*** Task inputs
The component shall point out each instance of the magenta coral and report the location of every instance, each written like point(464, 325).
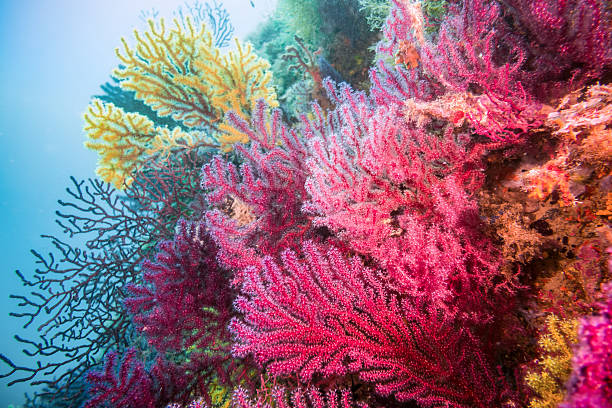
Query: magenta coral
point(326, 314)
point(402, 195)
point(269, 185)
point(591, 383)
point(300, 398)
******
> Goal of the exercise:
Retype each record exactly as it appears above and drop the images.

> Exercise answer:
The component shall point out each instance of the magenta coral and report the location of every instance, each written like point(464, 325).
Query: magenta coral
point(326, 314)
point(402, 195)
point(269, 185)
point(591, 383)
point(300, 398)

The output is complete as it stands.